Records drawn from a dataset:

· · · ·

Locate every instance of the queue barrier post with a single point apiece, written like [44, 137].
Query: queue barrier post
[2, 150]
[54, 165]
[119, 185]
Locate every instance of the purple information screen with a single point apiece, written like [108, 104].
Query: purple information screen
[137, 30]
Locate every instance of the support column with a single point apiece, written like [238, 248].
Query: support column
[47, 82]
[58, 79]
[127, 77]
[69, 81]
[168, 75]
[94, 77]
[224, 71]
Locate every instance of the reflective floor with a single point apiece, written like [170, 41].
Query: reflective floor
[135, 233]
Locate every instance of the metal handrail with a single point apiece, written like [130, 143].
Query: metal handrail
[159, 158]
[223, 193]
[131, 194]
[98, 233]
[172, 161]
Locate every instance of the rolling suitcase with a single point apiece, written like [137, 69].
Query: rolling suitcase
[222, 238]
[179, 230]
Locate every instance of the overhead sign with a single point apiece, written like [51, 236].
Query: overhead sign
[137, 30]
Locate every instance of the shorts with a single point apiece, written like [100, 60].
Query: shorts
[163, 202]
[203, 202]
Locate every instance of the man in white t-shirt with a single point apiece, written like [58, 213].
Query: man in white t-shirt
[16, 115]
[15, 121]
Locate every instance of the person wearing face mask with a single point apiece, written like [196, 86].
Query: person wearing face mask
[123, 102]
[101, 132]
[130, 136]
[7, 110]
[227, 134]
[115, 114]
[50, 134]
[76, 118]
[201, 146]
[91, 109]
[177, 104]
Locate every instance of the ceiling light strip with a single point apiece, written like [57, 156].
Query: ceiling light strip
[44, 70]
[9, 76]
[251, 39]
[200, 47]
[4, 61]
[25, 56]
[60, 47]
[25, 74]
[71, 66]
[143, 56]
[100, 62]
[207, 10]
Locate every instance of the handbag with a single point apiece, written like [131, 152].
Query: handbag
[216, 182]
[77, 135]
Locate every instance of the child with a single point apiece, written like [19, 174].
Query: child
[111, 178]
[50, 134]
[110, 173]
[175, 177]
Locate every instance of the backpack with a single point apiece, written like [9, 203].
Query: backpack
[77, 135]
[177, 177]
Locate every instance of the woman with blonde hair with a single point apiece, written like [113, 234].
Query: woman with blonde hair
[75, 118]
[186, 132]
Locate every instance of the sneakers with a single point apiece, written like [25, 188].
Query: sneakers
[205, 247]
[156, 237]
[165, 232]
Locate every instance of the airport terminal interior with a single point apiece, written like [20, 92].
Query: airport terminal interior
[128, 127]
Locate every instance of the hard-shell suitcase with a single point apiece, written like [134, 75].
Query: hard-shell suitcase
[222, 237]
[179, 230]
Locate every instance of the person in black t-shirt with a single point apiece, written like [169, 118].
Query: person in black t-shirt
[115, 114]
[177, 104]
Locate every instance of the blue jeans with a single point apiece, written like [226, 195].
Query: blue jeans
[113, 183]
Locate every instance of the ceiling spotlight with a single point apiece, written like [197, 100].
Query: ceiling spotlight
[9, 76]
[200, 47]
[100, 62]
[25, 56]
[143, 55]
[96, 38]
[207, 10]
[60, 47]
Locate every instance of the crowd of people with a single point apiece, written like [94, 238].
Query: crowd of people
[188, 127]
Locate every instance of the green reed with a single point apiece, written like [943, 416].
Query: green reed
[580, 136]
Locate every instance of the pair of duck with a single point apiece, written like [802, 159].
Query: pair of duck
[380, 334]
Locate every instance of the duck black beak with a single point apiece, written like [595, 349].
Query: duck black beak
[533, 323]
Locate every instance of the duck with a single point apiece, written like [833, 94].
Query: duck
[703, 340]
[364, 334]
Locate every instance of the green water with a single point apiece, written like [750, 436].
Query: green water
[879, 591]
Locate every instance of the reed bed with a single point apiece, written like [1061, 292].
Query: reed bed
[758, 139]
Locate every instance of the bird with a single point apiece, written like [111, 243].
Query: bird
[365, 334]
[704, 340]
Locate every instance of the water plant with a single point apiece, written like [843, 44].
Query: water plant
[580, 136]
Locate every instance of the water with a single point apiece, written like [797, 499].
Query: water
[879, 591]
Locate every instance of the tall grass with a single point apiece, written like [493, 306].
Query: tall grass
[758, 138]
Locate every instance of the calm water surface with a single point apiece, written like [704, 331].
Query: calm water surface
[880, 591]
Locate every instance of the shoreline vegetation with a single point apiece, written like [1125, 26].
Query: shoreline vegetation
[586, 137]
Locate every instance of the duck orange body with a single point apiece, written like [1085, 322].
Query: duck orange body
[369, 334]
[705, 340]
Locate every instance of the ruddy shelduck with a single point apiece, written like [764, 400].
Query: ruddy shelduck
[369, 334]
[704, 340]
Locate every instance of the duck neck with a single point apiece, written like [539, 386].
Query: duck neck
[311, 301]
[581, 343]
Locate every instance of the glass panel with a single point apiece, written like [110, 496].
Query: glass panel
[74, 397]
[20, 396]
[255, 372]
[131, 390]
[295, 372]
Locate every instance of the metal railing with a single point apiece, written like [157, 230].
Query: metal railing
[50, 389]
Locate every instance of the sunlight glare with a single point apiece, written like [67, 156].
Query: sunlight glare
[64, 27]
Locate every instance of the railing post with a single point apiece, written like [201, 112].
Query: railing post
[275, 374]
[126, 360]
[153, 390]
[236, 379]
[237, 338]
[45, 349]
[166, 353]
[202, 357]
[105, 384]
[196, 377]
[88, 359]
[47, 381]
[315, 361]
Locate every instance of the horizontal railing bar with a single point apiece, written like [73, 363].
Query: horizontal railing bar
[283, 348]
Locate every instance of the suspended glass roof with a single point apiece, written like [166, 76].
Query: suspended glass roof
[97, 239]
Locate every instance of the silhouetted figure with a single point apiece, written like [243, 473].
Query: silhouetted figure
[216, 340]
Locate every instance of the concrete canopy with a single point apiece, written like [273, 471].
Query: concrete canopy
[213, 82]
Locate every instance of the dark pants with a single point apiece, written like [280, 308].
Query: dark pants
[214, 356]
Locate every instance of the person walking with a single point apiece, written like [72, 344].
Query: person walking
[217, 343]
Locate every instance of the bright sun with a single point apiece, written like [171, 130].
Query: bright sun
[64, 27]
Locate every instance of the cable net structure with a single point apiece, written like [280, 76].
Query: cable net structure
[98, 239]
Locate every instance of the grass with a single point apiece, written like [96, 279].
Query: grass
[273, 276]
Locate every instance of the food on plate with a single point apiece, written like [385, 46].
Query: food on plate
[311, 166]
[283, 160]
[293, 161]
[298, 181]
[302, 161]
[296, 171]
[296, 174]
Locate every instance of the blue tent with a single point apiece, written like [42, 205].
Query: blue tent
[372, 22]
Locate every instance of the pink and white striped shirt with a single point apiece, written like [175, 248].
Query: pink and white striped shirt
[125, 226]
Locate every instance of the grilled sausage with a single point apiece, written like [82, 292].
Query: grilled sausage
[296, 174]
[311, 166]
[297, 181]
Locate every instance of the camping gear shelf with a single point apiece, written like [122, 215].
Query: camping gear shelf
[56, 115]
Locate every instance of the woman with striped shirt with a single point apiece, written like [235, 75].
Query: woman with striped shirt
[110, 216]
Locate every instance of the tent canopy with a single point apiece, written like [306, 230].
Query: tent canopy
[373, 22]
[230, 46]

· · · ·

ABOUT THIS TASK: Your response must contain all of the records, copied exactly.

ANSWER TO THIS PROBLEM:
Locate every instance of the queue barrier post with a single point apiece, written like [44, 137].
Query: queue barrier post
[2, 150]
[54, 165]
[119, 185]
Locate every instance of the purple information screen with a single point apiece, written like [108, 104].
Query: purple information screen
[137, 30]
Locate every instance of the support column with a single point apiece, written like [238, 248].
Query: support column
[47, 82]
[58, 79]
[127, 77]
[69, 81]
[168, 75]
[94, 77]
[224, 71]
Locate every instance of the reflective floor with a single point apiece, written like [170, 41].
Query: reflective floor
[135, 233]
Locate every instance of the metal handrail with a single point apiece, written like [130, 143].
Query: metal handrail
[159, 158]
[223, 193]
[131, 194]
[98, 233]
[172, 161]
Locate every instance of the rolling suitcase with a single point apiece, written like [137, 69].
Query: rolling suitcase
[222, 238]
[179, 230]
Locate every instance of the overhead sign with a single point apiece, written like [51, 236].
Query: overhead sign
[137, 30]
Locate every instance of the shorts with a single point apiece, written like [100, 60].
Query: shorts
[163, 202]
[203, 202]
Locate every instance of the man in white t-shirt with a single point apiece, written like [58, 213].
Query: man in white t-shirt
[16, 115]
[15, 121]
Locate every instance of the person wearing face mask with a single point apiece, written like [196, 86].
Query: person wearing face mask
[123, 102]
[101, 132]
[130, 136]
[7, 110]
[227, 134]
[115, 114]
[50, 134]
[76, 118]
[201, 146]
[91, 109]
[177, 104]
Locate every instance of the ceiling light strip with a single point apiece, written like [57, 156].
Query: ceiling light strip
[44, 70]
[9, 76]
[251, 39]
[200, 47]
[4, 61]
[25, 56]
[60, 47]
[25, 74]
[71, 66]
[143, 56]
[100, 62]
[207, 10]
Locate every instance of the handbag with a single point apiece, written like [131, 152].
Query: handbag
[216, 182]
[77, 135]
Locate every instance of the child with a single point apiece, written like [19, 174].
Query: child
[111, 178]
[50, 134]
[110, 173]
[175, 177]
Locate every instance of the backpack with a single point apiece, written like [9, 203].
Query: backpack
[77, 135]
[177, 177]
Locate every instance of the woman with blonde hair with a single point apiece, written like [113, 234].
Query: woman with blonde hair
[75, 118]
[186, 132]
Locate every instance of the sneakers with a single point apiece, written like [25, 188].
Query: sneakers
[205, 247]
[156, 237]
[165, 232]
Locate every instance of the airport terminal interior with a single point apiece, written like [20, 92].
Query: airport terminal interior
[128, 127]
Locate every instance of the hard-shell suitcase with a single point apiece, written like [134, 75].
Query: hard-shell suitcase
[222, 237]
[179, 230]
Locate every instance of the person in black t-shirt with a single point apiece, written like [169, 118].
Query: person in black t-shirt
[115, 114]
[177, 104]
Locate every instance of the blue jeans with a single point apiece, written like [226, 195].
Query: blue jeans
[113, 183]
Locate every instance of the ceiling spotlight with a single point apiece, written like [197, 100].
Query: ceiling spotlight
[9, 76]
[200, 47]
[100, 62]
[25, 56]
[143, 55]
[96, 38]
[207, 10]
[60, 47]
Locate every instance of the crowd of people with a single point apiece, written like [94, 238].
Query: crowd of people
[188, 127]
Locate every instance of the green reed with a single point apiece, written like [943, 416].
Query: green reed
[580, 136]
Locate every instance of the pair of duck with a single point apiece, written like [802, 159].
Query: pair of duck
[380, 334]
Locate every instance of the duck black beak with a single point apiece, written like [595, 349].
Query: duck black beak
[533, 323]
Locate every instance of the duck with a single point apiece, written like [833, 94].
Query: duck
[703, 340]
[364, 334]
Locate every instance of the green water with a single point apiece, written like [750, 436].
Query: green water
[879, 591]
Locate every instance of the reed bed with a single point apiece, written like [1061, 292].
Query: reed bed
[758, 139]
Locate every instance of the bird with a single point apiece, written like [111, 243].
Query: bird
[365, 334]
[704, 340]
Locate every instance of the water plant with a single point apiece, written like [843, 44].
Query: water plant
[580, 136]
Locate every instance of the water with a single point apiece, written like [797, 499].
Query: water
[879, 591]
Locate every instance of the tall grass with a single point apiece, written like [493, 306].
Query: tall grass
[758, 138]
Locate every instance of the calm water surface with a single point apiece, written like [704, 331].
Query: calm water surface
[880, 591]
Locate every instance of the shoreline vegetation with a single point apiece, written like [1125, 26].
Query: shoreline vegetation
[586, 137]
Locate every instance of the duck orange body with a single point apiece, written like [1085, 322].
Query: duck orange body
[369, 334]
[705, 340]
Locate every instance of the ruddy shelduck with a single point apiece, written like [764, 400].
Query: ruddy shelduck
[369, 334]
[704, 340]
Locate every instance of the duck neck with a single point apiece, written like [539, 386].
Query: duck neck
[311, 301]
[581, 343]
Locate every instance of the glass panel with a single point apiece, written like [110, 496].
Query: glass panel
[74, 397]
[20, 396]
[255, 372]
[131, 390]
[295, 372]
Locate every instance of the metal railing with a single point apiece, written like [157, 230].
Query: metal railing
[50, 389]
Locate every instance of the sunlight glare with a single point apiece, written like [67, 156].
Query: sunlight glare
[64, 27]
Locate every instance of the railing post with a single point apiece, written like [201, 112].
Query: railing post
[275, 374]
[126, 360]
[153, 390]
[236, 379]
[237, 338]
[45, 349]
[166, 353]
[202, 357]
[105, 384]
[196, 377]
[88, 359]
[47, 381]
[315, 361]
Locate every instance of the horizontal railing bar with a single point apiece, written like [73, 363].
Query: horizontal railing bar
[283, 348]
Locate every instance of the suspended glass roof with a single point apiece, written like [166, 76].
Query: suspended glass roof
[97, 239]
Locate every instance of the silhouetted figure with a single point apiece, written like [243, 473].
Query: silhouetted figure
[216, 340]
Locate every instance of the concrete canopy with a single point apiece, written like [273, 471].
Query: concrete canopy
[213, 82]
Locate every instance of the dark pants with a single point apiece, written like [280, 308].
Query: dark pants
[214, 356]
Locate every instance of the person walking with a single point apiece, written like [72, 344].
Query: person walking
[217, 343]
Locate every instance of the bright sun with a single point apiece, written like [171, 130].
Query: bright sun
[64, 27]
Locate every instance of the cable net structure with a single point apiece, written like [280, 76].
Query: cable net structure
[98, 239]
Locate every instance of the grass with a single point apiece, written like [96, 279].
Query: grass
[273, 276]
Locate every instance of the food on plate with a single point apiece, written like [385, 46].
Query: food on plate
[311, 166]
[283, 160]
[293, 161]
[298, 181]
[302, 161]
[296, 171]
[296, 174]
Locate every instance of the blue tent with a single point apiece, written like [42, 205].
Query: blue tent
[372, 22]
Locate every instance of the pink and white striped shirt with a single point apiece, written like [175, 248].
Query: pink and white striped shirt
[125, 226]
Locate every instance of the grilled sausage with a single point apiece, written like [82, 292].
Query: grilled sausage
[296, 174]
[311, 166]
[297, 181]
Locate every instance of the camping gear shelf with a single point apiece, written like [122, 215].
Query: camping gear shelf
[56, 115]
Locate every instance of the woman with striped shirt with a single point apiece, written like [235, 75].
Query: woman with striped shirt
[110, 216]
Locate every instance of the tent canopy with a single point apiece, written like [306, 230].
Query: tent canopy
[373, 22]
[230, 46]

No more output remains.